One of the issues raised in the telephone interview with Mathews was the place of virtuosity in electronic music. The following night pianists David Rosenboom and Chris Brown and trombonist George Lewis gave athletic lessons in the continuing power of sheer note production.

Rosenboom, new dean of the CalArts School of Music, offered Part VI of his “Systems of Judgment.” Seated at a MIDI piano and surrounded by electronic gear, Rosenboom pounded out a complex array of multi-stylistic passages, extended by computer commentary.

Stepping out from the audience, Lewis injected a dry, welcome humor into the proceedings, and then blew a wide if not infallibly mesmerizing range of passage work from his trombone. He circled around his listeners, his orotund efforts tripping embellished echoes from his computer setup.

Lewis and Rosenboom later combined in a long, often frenzied free-jazz improvisation. Their tremendous outpourings left both computer systems sounding wan indeed in comparison to the live fireworks.

Brown proved equally commanding at the piano keyboard in his glib pop vehicle “Hall of Mirrors,” and raised the reactive role of his electronics to an almost formative level.

At the end came an excerpt from Morton Subotnick’s “Hungers,” the technological tour de force of the 1987 Los Angeles Festival. Joan La Barbara crooned and cried intensely, creating a powerful emotional vacuum, filled with brooding, lyric austerity by cellist Erika Duke.

### Material for this exercise
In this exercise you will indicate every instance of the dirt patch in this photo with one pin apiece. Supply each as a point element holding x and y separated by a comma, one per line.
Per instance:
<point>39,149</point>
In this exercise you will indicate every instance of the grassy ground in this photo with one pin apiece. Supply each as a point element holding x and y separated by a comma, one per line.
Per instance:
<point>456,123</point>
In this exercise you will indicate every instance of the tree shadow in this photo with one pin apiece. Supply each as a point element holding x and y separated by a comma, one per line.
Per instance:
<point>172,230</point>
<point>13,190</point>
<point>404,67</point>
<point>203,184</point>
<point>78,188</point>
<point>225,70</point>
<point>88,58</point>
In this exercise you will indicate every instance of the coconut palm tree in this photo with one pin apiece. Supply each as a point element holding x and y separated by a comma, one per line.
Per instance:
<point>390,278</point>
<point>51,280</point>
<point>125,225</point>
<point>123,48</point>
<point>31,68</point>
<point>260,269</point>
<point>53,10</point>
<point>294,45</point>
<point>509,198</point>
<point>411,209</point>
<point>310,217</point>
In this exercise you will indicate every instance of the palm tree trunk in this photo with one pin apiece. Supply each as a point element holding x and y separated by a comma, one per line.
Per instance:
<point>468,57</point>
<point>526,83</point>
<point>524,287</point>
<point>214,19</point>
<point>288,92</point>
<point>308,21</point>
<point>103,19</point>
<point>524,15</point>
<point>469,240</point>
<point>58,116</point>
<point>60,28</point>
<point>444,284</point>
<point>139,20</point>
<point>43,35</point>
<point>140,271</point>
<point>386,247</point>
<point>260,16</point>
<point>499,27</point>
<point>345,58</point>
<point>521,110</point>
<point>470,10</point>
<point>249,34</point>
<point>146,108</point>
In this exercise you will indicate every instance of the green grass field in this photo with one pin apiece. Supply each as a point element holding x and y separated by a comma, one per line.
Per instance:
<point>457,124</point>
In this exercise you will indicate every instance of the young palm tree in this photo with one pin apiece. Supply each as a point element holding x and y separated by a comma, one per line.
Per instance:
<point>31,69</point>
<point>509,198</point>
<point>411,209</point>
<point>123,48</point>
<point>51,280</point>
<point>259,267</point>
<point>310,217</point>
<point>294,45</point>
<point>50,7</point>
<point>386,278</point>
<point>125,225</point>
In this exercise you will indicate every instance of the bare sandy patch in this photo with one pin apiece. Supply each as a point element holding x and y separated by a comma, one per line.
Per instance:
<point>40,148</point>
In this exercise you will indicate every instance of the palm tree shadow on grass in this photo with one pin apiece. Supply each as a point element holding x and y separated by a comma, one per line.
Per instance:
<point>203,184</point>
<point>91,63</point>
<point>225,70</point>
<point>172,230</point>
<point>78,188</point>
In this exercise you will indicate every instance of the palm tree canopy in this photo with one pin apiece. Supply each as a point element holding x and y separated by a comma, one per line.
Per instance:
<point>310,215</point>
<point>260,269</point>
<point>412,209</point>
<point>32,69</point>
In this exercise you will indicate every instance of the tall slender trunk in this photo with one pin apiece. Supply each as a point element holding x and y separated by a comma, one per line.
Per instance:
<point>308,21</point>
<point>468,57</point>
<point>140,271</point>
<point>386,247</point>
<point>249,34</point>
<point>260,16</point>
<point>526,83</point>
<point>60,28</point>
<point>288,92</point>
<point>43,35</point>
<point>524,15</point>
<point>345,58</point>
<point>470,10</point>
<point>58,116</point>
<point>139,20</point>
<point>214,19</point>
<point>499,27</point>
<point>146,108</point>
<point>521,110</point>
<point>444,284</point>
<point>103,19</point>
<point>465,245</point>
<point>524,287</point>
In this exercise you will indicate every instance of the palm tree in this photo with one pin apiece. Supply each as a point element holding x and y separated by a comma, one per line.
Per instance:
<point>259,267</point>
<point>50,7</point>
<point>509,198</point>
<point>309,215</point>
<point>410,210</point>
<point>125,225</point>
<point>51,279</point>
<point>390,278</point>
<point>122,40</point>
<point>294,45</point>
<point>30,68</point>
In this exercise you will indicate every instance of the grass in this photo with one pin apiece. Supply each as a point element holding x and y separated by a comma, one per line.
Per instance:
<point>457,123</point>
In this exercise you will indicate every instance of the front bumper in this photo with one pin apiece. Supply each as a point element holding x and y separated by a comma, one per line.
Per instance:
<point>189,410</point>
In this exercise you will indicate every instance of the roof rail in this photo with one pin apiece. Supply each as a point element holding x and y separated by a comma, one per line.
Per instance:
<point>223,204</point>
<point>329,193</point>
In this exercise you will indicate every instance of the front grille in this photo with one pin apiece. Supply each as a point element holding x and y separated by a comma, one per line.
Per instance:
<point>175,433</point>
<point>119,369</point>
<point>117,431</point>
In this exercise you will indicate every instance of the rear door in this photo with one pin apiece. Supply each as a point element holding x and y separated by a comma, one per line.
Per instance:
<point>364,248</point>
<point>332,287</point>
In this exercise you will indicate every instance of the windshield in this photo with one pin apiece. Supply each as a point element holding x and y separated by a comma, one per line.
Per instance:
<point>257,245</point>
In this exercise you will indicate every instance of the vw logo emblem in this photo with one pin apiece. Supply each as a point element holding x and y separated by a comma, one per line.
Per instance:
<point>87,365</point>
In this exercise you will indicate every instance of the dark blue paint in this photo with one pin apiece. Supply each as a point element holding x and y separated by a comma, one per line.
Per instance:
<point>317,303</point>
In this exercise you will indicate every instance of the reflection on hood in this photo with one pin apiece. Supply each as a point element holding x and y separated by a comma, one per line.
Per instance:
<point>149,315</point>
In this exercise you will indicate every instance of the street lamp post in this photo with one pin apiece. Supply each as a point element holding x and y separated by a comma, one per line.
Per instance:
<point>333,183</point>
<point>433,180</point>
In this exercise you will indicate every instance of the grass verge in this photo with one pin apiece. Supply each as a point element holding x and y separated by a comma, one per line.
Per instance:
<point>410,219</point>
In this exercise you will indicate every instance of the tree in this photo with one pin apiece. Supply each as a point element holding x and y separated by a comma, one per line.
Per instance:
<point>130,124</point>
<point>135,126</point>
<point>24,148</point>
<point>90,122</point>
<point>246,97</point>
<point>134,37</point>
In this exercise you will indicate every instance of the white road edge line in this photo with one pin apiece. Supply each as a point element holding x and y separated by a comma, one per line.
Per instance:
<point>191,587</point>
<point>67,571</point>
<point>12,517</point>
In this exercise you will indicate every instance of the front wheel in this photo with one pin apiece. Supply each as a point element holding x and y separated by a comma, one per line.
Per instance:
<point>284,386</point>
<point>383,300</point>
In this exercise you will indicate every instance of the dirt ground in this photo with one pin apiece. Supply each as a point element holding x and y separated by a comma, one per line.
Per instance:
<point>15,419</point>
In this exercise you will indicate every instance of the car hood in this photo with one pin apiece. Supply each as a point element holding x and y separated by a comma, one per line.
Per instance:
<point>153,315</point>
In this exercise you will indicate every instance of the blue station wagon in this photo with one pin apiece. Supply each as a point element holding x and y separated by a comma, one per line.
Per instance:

### Exercise instructions
1. Reproduce the concert review word for word, from start to finish.
2. Copy out the part of the records that opens with the line containing "the front grille" and closes with the line containing "<point>117,431</point>", including both of those lines.

### Answer set
1.
One of the issues raised in the telephone interview with Mathews was the place of virtuosity in electronic music. The following night pianists David Rosenboom and Chris Brown and trombonist George Lewis gave athletic lessons in the continuing power of sheer note production.

Rosenboom, new dean of the CalArts School of Music, offered Part VI of his “Systems of Judgment.” Seated at a MIDI piano and surrounded by electronic gear, Rosenboom pounded out a complex array of multi-stylistic passages, extended by computer commentary.

Stepping out from the audience, Lewis injected a dry, welcome humor into the proceedings, and then blew a wide if not infallibly mesmerizing range of passage work from his trombone. He circled around his listeners, his orotund efforts tripping embellished echoes from his computer setup.

Lewis and Rosenboom later combined in a long, often frenzied free-jazz improvisation. Their tremendous outpourings left both computer systems sounding wan indeed in comparison to the live fireworks.

Brown proved equally commanding at the piano keyboard in his glib pop vehicle “Hall of Mirrors,” and raised the reactive role of his electronics to an almost formative level.

At the end came an excerpt from Morton Subotnick’s “Hungers,” the technological tour de force of the 1987 Los Angeles Festival. Joan La Barbara crooned and cried intensely, creating a powerful emotional vacuum, filled with brooding, lyric austerity by cellist Erika Duke.

2.
In this exercise you will indicate every instance of the front grille in this photo with one pin apiece. Supply each as a point element holding x and y separated by a comma, one per line.
Per instance:
<point>175,433</point>
<point>119,369</point>
<point>117,431</point>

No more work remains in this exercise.